Material supplied:
※
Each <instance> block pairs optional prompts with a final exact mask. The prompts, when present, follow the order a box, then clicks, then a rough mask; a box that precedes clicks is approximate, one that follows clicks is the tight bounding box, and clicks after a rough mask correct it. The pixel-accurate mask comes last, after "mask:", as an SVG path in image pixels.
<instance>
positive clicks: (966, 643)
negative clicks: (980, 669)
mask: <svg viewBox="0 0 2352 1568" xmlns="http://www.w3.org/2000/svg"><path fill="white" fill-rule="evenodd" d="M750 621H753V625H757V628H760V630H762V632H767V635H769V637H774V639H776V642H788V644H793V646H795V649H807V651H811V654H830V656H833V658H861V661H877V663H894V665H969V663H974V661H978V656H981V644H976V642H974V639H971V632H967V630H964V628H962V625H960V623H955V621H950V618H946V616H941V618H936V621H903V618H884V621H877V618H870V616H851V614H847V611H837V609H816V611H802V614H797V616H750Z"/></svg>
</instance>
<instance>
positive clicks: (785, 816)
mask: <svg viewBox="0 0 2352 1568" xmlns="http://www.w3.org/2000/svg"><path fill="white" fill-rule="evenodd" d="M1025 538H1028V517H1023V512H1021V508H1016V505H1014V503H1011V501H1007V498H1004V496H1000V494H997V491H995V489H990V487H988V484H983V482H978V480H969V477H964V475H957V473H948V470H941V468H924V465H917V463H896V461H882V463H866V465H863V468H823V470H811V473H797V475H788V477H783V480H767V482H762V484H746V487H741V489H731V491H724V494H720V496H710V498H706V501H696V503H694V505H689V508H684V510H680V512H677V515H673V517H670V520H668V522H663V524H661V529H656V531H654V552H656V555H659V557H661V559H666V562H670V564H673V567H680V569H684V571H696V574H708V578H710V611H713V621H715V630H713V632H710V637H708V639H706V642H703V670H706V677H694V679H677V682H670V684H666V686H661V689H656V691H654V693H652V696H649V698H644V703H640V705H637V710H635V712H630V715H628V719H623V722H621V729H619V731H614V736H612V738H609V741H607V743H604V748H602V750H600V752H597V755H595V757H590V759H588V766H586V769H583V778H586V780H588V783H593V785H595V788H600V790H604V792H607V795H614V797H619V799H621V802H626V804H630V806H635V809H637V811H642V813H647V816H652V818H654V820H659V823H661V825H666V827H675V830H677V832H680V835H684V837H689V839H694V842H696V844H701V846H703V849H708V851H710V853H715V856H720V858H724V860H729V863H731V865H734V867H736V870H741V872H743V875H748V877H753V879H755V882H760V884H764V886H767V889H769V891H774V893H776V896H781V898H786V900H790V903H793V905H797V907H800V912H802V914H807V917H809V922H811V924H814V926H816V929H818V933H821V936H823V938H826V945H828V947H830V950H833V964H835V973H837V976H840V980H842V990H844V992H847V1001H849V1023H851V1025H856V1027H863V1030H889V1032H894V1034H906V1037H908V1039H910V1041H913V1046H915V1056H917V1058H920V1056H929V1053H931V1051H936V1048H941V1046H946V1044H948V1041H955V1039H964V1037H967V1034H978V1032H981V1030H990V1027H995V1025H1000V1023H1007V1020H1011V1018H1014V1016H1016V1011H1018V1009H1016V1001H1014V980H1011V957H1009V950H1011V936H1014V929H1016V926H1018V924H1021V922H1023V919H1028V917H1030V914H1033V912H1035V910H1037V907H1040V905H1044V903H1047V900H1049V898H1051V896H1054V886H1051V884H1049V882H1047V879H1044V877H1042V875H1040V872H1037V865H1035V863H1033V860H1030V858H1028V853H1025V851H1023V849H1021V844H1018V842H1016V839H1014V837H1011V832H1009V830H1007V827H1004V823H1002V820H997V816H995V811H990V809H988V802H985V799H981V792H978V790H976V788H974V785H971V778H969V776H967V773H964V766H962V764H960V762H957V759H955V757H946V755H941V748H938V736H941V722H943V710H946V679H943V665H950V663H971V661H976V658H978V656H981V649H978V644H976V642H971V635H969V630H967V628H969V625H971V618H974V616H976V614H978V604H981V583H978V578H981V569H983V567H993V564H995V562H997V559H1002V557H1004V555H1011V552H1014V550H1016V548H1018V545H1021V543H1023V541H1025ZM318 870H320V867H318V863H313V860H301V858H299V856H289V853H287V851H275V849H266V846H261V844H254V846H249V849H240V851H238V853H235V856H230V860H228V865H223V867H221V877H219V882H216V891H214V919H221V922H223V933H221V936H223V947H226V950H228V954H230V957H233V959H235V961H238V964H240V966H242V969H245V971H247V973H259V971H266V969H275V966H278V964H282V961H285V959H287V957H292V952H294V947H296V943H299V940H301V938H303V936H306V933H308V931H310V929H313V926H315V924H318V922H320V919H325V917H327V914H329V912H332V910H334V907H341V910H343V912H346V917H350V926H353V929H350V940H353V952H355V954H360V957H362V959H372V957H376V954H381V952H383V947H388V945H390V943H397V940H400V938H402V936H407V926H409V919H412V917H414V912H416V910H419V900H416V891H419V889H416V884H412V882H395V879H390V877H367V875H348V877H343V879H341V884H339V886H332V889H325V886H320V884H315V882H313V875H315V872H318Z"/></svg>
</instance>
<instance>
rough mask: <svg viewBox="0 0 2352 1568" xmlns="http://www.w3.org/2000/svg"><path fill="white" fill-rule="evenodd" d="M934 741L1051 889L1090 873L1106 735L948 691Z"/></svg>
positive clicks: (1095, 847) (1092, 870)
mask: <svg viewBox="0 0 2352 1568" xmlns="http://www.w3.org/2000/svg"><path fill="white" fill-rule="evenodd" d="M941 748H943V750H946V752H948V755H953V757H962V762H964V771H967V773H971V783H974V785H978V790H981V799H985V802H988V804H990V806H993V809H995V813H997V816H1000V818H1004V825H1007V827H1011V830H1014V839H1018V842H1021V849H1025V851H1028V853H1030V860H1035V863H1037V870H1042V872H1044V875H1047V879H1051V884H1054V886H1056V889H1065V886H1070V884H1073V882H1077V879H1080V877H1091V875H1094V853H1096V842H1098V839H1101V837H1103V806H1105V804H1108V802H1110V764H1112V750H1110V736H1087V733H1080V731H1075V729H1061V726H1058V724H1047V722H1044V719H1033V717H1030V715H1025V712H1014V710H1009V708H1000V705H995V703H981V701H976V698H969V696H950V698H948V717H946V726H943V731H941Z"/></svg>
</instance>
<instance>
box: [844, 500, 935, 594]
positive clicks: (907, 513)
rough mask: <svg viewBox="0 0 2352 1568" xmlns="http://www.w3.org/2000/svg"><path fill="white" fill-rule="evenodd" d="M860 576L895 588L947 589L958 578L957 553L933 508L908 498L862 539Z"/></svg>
※
Copy the material word for word, from its first line through the line containing "negative clicks: (980, 669)", including both of those lines.

Each <instance> block pairs optional prompts with a final exact mask. The prompts, when present, follow the order a box, then clicks, then a rough mask; a box that precedes clicks is approximate, one that follows clicks is the tight bounding box, and clicks after a rough mask correct it. The pixel-accurate mask comes last, after "mask:", as an SVG path in image pixels.
<instance>
positive clicks: (966, 643)
negative clicks: (980, 669)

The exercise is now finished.